** Start Text excerpt **

We also met with Dr. Christe-Zeyse, Dean of the police school in Oranienburg, and with the citizens association Berliner Geschichtswerkstatt[1], which works on marking the specific sites at which something terrible was committed. Both of these meetings meant a lot to us, and we were impressed by the enthusiasm and the sense of justice of the people we met.

I will not include the Stasi prison in this piece, even though that historically important place is impressive and intimidating. As it is not within the main focus of this study tour, since it does not fall under the direct heritage of Nazism, it would require a separate paper.

 

I am using this opportunity to thank Dr. Martina Fischer, who has supported us from the very beginning of our idea and spent a couple of Berlin evenings with us, listening with interest to our impressions of the places we had visited, then to dear Miriam Schroer, who was of great assistance to us in preparing the journey (with excellent ideas about what we should be sure not to miss), to little Lisa Milena, who on several occasions rushed with us from one end of Berlin to the other, and of course to the BMZ for their financial support, because who knows when and how we could possibly manage to do something like this without them. And many thanks to Alan Pleydell who helped a lot with English version of this piece.

 

 

The Topography of Terror[2]

 

The Topography of Terror is a place in the heart of Berlin which today serves as a centre for documenting Nazi crimes. Between 1933 and 1945, the most important institutions of Nazi terror such as the headquarters of the Gestapo, the Nazi secret police, were in this place. Thanks to a citizens’ initiative from the 80s of the last century, an open-air exhibition was set up in 1987, which in 2010 grew into a museum and a centre that undertakes research, documentation and education about the Nazi past.

** End Text excerpt **
** Start Input records **

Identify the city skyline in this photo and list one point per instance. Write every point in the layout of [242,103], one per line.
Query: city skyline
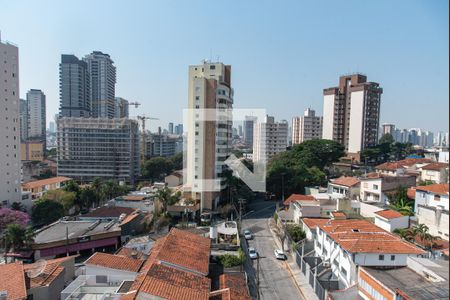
[298,61]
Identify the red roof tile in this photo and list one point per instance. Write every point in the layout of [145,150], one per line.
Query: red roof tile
[389,214]
[43,182]
[12,280]
[117,262]
[439,188]
[298,197]
[364,236]
[346,181]
[435,166]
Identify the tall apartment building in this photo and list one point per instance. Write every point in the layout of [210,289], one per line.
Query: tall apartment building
[269,138]
[98,147]
[23,120]
[9,125]
[36,116]
[74,87]
[351,113]
[387,129]
[121,108]
[103,84]
[249,122]
[307,127]
[208,142]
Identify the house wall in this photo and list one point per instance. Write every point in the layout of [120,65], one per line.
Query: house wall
[437,222]
[392,224]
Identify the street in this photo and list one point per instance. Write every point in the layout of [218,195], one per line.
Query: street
[276,281]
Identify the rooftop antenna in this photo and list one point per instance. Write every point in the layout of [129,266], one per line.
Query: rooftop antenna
[37,268]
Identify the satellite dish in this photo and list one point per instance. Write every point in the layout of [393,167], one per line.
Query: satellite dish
[37,268]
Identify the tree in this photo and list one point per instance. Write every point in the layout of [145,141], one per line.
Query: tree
[46,211]
[11,216]
[66,199]
[18,237]
[167,197]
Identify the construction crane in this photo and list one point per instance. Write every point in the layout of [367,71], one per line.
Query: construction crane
[142,118]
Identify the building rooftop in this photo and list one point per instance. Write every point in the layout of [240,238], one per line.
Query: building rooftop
[409,283]
[57,231]
[347,181]
[108,212]
[435,166]
[12,280]
[113,261]
[389,214]
[44,182]
[439,188]
[298,197]
[362,236]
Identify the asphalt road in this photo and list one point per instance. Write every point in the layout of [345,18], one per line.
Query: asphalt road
[275,280]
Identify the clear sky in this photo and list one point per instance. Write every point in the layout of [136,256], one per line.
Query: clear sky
[283,53]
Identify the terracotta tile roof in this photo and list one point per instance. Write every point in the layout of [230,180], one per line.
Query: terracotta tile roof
[389,214]
[346,181]
[112,261]
[12,280]
[363,236]
[313,223]
[439,188]
[43,182]
[411,193]
[298,197]
[109,212]
[392,166]
[170,283]
[435,166]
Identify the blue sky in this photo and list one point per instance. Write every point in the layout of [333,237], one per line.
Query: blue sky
[283,53]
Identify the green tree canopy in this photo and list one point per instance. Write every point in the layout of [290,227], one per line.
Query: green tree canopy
[46,211]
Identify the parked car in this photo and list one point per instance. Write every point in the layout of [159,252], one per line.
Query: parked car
[252,253]
[280,254]
[248,234]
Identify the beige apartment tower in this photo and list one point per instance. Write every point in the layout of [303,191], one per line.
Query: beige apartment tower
[9,125]
[351,113]
[307,127]
[208,142]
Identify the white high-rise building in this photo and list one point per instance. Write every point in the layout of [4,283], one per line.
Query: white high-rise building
[351,113]
[36,115]
[307,127]
[9,125]
[269,138]
[102,74]
[208,142]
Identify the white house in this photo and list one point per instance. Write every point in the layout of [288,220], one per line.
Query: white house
[390,220]
[344,245]
[344,186]
[436,172]
[375,186]
[432,208]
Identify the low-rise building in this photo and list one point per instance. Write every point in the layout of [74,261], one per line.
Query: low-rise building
[375,187]
[432,208]
[39,187]
[421,279]
[435,172]
[345,186]
[345,245]
[390,220]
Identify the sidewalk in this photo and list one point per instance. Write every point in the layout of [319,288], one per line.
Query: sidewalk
[299,279]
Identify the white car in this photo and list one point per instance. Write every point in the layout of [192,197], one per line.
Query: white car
[252,253]
[280,254]
[248,234]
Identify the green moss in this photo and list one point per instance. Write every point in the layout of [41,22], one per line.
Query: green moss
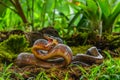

** End Input records **

* _Work to do_:
- A) Answer from the study tour text:
(i) In which town is the police school whose Dean the group met?
(ii) Who helped with the English version of the piece?
(iii) In what year was the open-air exhibition at the Topography of Terror set up?
- B) Please retype the lines of the entries from the one holding "Identify the green moss" through the end of the entries, inclusive, leaving out any pictures.
These entries have no connection to the study tour text.

* _Answers to the problems_:
- A)
(i) Oranienburg
(ii) Alan Pleydell
(iii) 1987

- B)
Identify the green moss in this photo and list one point per instance. Write every point in the layout of [41,22], one per line.
Query: green moss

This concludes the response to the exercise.